OBJECTIF A:
Redimensionnez les lignes de données, de la première jusqu'à celle qui contient "[1051,161,1078,191]", et elles seules. Recopiez-les toutes, requêtes comprises, en multipliant par 2,3 chaque coordonnée de boîte englobante des réponses et en l'arrondissant à l'entier le plus proche (demis vers le haut).

À l’heure où les médias traversent des mutations profondes, la mesure de l’audience reste une clé de voûte incontournable. Julien Rosanvallon, DGA de Médiamétrie, explore dans son dernier livre, «La mesure des Médias» (Ed. Economica), co-écrit avec Benoît Cassaigne et Philippe Tassi, les enjeux historiques, techniques et éthiques liés à cette mission essentielle. Il nous éclaire sur les défis et perspectives d’un secteur en perpétuelle transformation.
MEDIA +
Vous retracez l’histoire de la mesure des médias, quels moments-clés ont marqué son évolution ?
JULIEN ROSANVALLON
L’arrivée du digital a été un tournant majeur. Pendant longtemps, les médias se développaient dans une logique d’addition : un nouveau média n’en chassait pas un autre. Le digital a bouleversé cet équilibre en introduisant une concurrence plus frontale. La presse fut le premier média touché. Cela eut pour conséquence une baisse de sa diffusion papier, mais parallèlement, une très forte digitalisation de ses usages. Plus de la moitié de l’audience de la presse est aujourd’hui sur Internet. Cette transformation s’est aussi accompagnée d’une convergence entre les médias autour de la vidéo et de l’audio, ainsi qu’une convergence des écrans. Les plateformes numériques adoptent les codes des chaînes linéaires, tandis que les chaînes développent leurs propres plateformes. Enfin, l’économie numérique repose sur la donnée propriétaire, créant une rupture avec les anciennes mesures partagées par tous. Cela pose un défi majeur : comment recréer une mesure commune dans cet univers fragmenté ?
MEDIA +
Comment Médiamétrie s’adapte-t-elle pour rester un acteur neutre et crédible face à l’essor des données propriétaires ?
JULIEN ROSANVALLON
Médiamétrie a pris très tôt le tournant du digital, dès la fin des années 90, avec la mise en place des premières mesures d’audience Internet en France. Aujourd’hui, le défi réside dans la convergence : passer de mesures en silos à des mesures globales qui rassemblent tous les acteurs. Cela nécessite des règles communes, discutées et votées par des comités dédiés. Par exemple, Médiamétrie a annoncé le prochain lancement d’un comité cross-média, une initiative pionnière dans le monde, pour définir des modalités de comparaison entre différents formats et plateformes.
MEDIA +
La convergence des mesures (TV+Audio par exemple) bouleverse les silos traditionnels. Comment garantir une comparabilité fiable entre des univers si différents ?
JULIEN ROSANVALLON
Une mesure repose sur trois piliers: un échantillon ou des données, des technologies pour les exploiter, et des règles du jeu. Ces règles, appelées conventions de mesure, doivent aujourd’hui couvrir des catégories convergentes plutôt que des médias isolés. Le futur comité cross-média de Médiamétrie a pour mission d’établir ces règles, par exemple pour définir des modalités et indicateurs permettant la comparaison de vidéos présentes sur différents environnements / plateformes (chaîne linéaire, SVOD, partage vidéo, sociale…). C’est un enjeu complexe mais essentiel.

DONNÉES DE TRAVAIL:
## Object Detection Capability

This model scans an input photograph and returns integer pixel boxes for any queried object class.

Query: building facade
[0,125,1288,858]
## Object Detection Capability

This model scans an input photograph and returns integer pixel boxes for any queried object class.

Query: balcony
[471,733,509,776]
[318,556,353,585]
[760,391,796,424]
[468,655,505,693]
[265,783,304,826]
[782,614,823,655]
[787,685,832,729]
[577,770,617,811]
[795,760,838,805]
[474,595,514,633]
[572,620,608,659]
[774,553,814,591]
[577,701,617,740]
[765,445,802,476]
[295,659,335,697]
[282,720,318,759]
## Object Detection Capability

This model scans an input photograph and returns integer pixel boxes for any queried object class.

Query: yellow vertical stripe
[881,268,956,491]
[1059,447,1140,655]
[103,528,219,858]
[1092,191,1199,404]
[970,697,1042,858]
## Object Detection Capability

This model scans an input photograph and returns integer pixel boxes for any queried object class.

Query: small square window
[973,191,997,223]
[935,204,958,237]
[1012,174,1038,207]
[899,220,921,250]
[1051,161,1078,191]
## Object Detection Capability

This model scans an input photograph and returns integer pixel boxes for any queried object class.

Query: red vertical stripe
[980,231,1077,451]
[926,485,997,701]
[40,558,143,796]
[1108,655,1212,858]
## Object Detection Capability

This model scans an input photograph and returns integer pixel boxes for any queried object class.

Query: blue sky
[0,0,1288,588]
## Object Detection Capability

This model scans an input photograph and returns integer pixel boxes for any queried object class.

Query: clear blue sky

OBJECTIF B:
Selon l'entretien sur la mesure des médias, sur quels trois piliers repose une mesure ?

RÉPONSE COMPLÈTE A:
## Object Detection Capability

This model scans an input photograph and returns integer pixel boxes for any queried object class.

Query: building facade
[0,288,2962,1973]
## Object Detection Capability

This model scans an input photograph and returns integer pixel boxes for any queried object class.

Query: balcony
[1083,1686,1171,1785]
[731,1279,812,1346]
[1748,899,1831,975]
[1076,1507,1162,1594]
[610,1801,699,1900]
[1799,1412,1893,1507]
[1810,1576,1914,1677]
[1327,1771,1419,1865]
[1829,1748,1927,1852]
[1090,1369,1182,1456]
[1316,1426,1398,1516]
[1780,1272,1872,1359]
[1327,1612,1419,1702]
[1760,1024,1845,1095]
[679,1516,771,1603]
[649,1656,731,1746]
## Object Detection Capability

This model scans an input photograph and returns integer pixel boxes for any queried object class.

Query: yellow vertical stripe
[2026,616,2199,1129]
[2436,1028,2622,1507]
[237,1214,504,1973]
[2512,439,2758,929]
[2231,1603,2397,1973]
## Object Detection Capability

This model scans an input photograph and returns integer pixel boxes for any queried object class.

Query: small square window
[2238,439,2293,513]
[2151,469,2203,545]
[2328,400,2387,476]
[2068,506,2118,575]
[2417,370,2479,439]

RÉPONSE COMPLÈTE B:
Un échantillon ou des données, des technologies pour les exploiter, et des règles du jeu.